#### WORK ITEM
Exactly transcribe the line that holds "Target: bus grille" and every remaining line of the records, up to and including the final one, with nothing else.

#### Extracted data entries
####################

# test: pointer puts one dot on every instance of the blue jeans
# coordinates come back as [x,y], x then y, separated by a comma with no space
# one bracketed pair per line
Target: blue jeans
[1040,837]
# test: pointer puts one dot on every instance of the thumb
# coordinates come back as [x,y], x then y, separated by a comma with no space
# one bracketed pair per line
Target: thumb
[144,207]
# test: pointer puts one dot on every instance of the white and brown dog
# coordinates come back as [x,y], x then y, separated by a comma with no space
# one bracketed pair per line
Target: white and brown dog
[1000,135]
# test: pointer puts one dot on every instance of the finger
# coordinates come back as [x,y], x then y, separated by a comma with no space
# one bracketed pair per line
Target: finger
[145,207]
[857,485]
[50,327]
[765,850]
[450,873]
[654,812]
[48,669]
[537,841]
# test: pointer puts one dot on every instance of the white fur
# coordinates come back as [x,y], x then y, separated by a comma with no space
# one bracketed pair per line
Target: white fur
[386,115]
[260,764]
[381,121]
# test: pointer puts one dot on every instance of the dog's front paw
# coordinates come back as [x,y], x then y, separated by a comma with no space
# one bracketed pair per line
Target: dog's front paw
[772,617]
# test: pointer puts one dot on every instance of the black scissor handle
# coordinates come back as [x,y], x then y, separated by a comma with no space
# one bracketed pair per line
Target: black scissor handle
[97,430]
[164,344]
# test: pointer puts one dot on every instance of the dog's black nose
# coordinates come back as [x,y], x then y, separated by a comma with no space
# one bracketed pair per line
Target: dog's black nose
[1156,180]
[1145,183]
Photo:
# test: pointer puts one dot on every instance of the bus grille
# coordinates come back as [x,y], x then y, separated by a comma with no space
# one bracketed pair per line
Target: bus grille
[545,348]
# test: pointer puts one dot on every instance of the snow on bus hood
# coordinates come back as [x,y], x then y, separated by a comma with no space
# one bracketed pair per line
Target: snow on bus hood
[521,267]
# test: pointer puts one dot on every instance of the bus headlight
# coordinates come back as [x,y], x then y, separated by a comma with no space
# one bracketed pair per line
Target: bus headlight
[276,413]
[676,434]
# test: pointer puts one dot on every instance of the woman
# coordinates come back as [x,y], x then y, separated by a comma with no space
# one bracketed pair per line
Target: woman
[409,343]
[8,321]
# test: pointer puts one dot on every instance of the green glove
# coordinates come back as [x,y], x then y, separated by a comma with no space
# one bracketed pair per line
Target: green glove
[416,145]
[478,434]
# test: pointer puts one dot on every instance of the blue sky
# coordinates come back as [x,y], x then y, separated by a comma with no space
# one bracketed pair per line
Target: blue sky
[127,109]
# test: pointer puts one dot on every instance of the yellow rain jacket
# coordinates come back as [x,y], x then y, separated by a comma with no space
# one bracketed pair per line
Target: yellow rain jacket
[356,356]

####################

#### SOLUTION FOR THIS TASK
Target: bus grille
[545,348]
# test: pointer puts one dot on every instance of the snow on bus hood
# coordinates come back as [x,y], x then y, separated by a comma with no space
# one bracketed pair per line
Target: snow on bus hood
[521,267]
# test: pointer puts one dot on every instance of the bus headlight
# coordinates come back as [x,y], x then y, separated by a comma with no space
# one bracketed pair per line
Target: bus headlight
[276,413]
[676,434]
# test: pointer puts one dot on every instance of the woman
# coordinates come back as [x,y], x then y, separated by a comma with no space
# one bracketed pair per line
Target: woman
[409,343]
[8,321]
# test: pointer puts one dot on every instance of the green glove
# coordinates come back as [x,y], x then y, separated by a comma with no space
# one bracketed pair per line
Target: green glove
[416,145]
[478,434]
# test: pointer puts one dot on every instance of the blue sky
# coordinates come back as [x,y], x then y, separated by a comma with no space
# one bracketed pair per line
Target: blue sky
[127,109]
# test: pointer puts one dot on every instance of the yellow rain jacket
# coordinates come back as [x,y], x then y, separated by a comma with no space
# one bracketed pair per line
Target: yellow rain jacket
[356,356]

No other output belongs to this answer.